■ Stated task ■
Write out the following lines from the items unchanged. Start at the line that contains "Exercise. Annotate the roof" and stop after the line that contains "x=715, y=214".

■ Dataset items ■
>>>>>

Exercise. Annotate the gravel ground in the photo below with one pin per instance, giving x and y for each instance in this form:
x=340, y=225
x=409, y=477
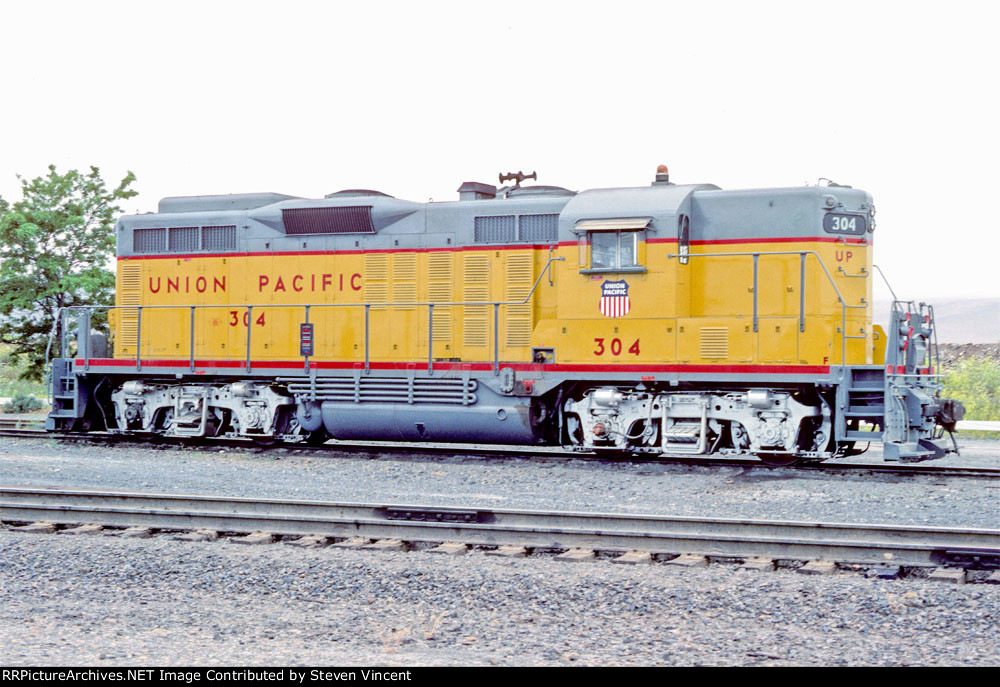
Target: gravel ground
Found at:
x=104, y=600
x=113, y=601
x=576, y=485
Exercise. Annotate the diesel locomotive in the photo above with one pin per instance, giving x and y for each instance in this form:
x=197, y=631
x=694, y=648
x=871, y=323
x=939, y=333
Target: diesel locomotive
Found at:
x=668, y=318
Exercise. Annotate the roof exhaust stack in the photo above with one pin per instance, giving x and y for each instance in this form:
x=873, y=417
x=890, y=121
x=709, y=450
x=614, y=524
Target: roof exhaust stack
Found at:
x=474, y=190
x=662, y=175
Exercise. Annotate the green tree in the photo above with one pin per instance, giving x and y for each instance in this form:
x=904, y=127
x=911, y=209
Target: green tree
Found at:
x=56, y=247
x=976, y=383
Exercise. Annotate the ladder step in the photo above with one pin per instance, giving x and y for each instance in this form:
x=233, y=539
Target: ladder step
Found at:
x=863, y=436
x=862, y=411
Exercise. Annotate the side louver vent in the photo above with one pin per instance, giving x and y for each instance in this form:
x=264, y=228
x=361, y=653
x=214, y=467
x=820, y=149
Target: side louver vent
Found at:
x=714, y=343
x=341, y=220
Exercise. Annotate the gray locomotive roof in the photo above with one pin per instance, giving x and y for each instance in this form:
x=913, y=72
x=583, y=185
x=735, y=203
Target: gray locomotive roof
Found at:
x=715, y=214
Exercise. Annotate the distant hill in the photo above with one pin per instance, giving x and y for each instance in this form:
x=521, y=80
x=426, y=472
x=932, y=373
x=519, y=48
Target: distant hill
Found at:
x=959, y=320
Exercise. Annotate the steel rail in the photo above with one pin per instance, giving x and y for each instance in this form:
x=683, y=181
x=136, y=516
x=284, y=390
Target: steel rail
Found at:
x=721, y=537
x=459, y=451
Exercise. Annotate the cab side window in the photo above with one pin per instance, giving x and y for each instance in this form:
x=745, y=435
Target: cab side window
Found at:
x=611, y=250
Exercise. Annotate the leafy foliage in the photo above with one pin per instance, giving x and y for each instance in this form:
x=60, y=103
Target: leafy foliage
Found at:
x=23, y=403
x=11, y=382
x=56, y=247
x=976, y=383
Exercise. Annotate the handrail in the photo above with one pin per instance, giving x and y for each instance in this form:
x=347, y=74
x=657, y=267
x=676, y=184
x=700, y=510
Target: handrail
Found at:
x=366, y=305
x=802, y=253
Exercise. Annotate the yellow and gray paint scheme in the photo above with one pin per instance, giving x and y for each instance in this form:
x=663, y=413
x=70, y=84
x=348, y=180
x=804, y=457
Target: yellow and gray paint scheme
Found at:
x=676, y=318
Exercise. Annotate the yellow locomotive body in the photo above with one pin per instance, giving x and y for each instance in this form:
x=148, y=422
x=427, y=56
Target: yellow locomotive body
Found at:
x=700, y=313
x=667, y=318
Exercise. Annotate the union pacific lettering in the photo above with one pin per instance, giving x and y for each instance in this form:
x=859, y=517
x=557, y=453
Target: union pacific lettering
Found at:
x=308, y=282
x=187, y=285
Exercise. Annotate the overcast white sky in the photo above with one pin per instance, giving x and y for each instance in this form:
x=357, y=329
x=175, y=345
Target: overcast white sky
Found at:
x=898, y=98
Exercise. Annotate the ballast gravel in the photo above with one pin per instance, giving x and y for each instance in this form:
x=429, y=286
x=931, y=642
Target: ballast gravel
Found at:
x=572, y=485
x=105, y=601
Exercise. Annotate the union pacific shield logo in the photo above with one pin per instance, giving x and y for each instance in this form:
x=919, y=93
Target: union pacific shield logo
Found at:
x=614, y=298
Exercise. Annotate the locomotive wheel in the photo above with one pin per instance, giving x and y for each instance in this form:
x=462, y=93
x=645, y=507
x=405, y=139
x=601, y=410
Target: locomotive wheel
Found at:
x=779, y=460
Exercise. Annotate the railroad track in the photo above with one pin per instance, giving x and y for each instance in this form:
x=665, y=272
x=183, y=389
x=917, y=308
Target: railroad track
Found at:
x=862, y=544
x=399, y=449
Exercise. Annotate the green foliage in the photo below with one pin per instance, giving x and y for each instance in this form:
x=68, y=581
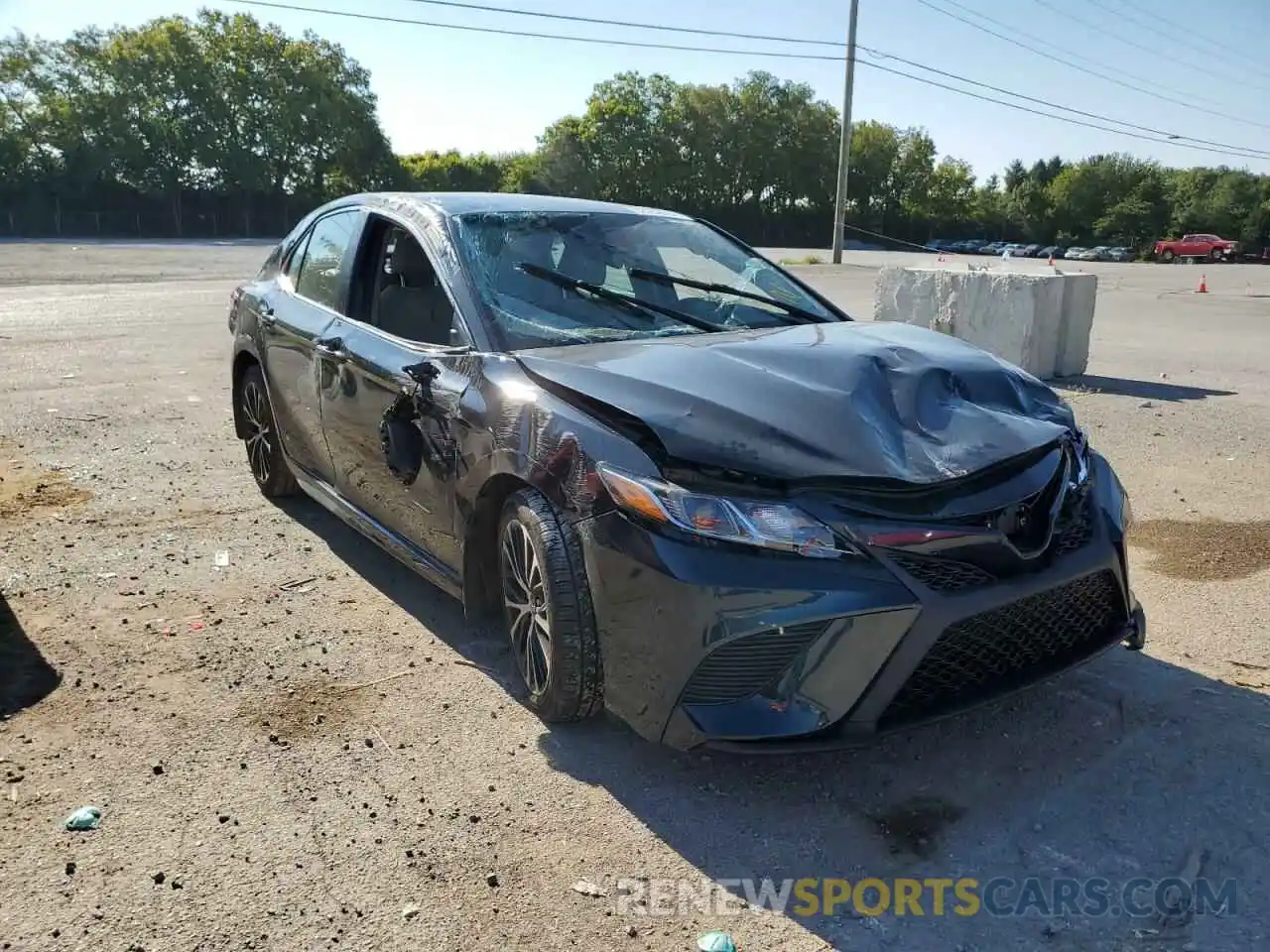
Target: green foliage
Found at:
x=225, y=126
x=178, y=111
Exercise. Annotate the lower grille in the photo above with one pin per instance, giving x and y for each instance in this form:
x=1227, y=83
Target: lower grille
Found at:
x=1003, y=649
x=746, y=665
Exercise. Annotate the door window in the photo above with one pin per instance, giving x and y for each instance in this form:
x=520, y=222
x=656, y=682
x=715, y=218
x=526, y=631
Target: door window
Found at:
x=409, y=299
x=322, y=263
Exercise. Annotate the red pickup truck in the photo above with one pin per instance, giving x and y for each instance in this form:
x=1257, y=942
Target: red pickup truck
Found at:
x=1210, y=246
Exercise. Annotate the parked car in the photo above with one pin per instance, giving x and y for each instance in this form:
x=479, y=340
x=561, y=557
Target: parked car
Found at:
x=691, y=488
x=1215, y=249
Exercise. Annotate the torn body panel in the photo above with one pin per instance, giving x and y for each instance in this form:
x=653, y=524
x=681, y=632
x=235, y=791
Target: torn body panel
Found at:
x=843, y=402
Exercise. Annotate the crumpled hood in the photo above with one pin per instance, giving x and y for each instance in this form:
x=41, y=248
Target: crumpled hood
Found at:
x=884, y=400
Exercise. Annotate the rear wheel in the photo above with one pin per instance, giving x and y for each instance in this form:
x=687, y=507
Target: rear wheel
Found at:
x=261, y=436
x=547, y=603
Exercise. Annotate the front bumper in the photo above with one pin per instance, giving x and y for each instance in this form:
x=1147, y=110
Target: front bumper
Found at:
x=748, y=652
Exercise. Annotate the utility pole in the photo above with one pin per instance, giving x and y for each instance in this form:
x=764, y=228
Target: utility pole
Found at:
x=839, y=206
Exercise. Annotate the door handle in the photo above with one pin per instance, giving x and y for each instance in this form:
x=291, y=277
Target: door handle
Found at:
x=331, y=348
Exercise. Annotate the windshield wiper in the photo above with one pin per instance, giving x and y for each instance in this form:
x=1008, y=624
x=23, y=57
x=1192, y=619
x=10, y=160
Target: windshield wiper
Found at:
x=801, y=313
x=635, y=303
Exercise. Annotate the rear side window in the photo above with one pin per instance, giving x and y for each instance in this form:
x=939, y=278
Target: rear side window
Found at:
x=329, y=244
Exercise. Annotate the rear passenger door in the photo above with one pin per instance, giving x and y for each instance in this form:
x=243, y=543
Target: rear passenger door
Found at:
x=312, y=295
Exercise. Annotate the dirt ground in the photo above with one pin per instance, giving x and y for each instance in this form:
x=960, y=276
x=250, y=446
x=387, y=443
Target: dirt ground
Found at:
x=296, y=744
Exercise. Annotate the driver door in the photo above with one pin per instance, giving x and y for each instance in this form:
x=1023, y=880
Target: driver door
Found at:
x=391, y=412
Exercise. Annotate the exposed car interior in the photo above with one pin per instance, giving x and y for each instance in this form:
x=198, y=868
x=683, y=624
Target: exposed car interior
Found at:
x=408, y=299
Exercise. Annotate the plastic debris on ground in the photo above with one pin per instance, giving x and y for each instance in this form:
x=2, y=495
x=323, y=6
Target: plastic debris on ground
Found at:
x=716, y=942
x=86, y=817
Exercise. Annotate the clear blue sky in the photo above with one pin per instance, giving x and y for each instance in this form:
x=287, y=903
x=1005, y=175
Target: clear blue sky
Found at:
x=447, y=89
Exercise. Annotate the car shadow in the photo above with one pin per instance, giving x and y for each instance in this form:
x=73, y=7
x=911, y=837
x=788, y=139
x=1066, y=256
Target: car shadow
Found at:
x=1115, y=770
x=26, y=676
x=436, y=611
x=1139, y=389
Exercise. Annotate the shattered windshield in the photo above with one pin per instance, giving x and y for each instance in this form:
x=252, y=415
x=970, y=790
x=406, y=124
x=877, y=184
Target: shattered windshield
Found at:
x=620, y=253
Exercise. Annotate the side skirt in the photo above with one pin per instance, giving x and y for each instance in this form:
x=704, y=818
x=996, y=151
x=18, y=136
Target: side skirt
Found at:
x=391, y=542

<<<<<

■ The reply ■
Exercise. Annotate the roof exhaust stack in the photo above with one pin per instance, giving x and y for each instance in this form:
x=873, y=417
x=890, y=121
x=709, y=450
x=614, y=524
Target: roof exhaust stack
Found at:
x=474, y=190
x=662, y=175
Exercise. Annotate the green tree in the photo above with one pin per instance, giving x and y for each instance in this form:
x=904, y=127
x=911, y=209
Target: green tree
Found at:
x=56, y=247
x=976, y=383
Exercise. Annotate the ladder step in the photo above with one pin per instance, giving x and y for each instance in this form:
x=233, y=539
Target: ladder step
Found at:
x=863, y=436
x=862, y=411
Exercise. Annotate the side louver vent in the photo above with one pin per instance, giving x and y for each instance in this form:
x=264, y=228
x=361, y=653
x=214, y=467
x=820, y=149
Target: side louver vent
Found at:
x=714, y=343
x=341, y=220
Exercise. Annotate the gray locomotive roof in the photo above with one pin per instance, giving x and y for each instance in this form:
x=913, y=72
x=583, y=185
x=735, y=203
Target: gray locomotive roof
Found at:
x=715, y=214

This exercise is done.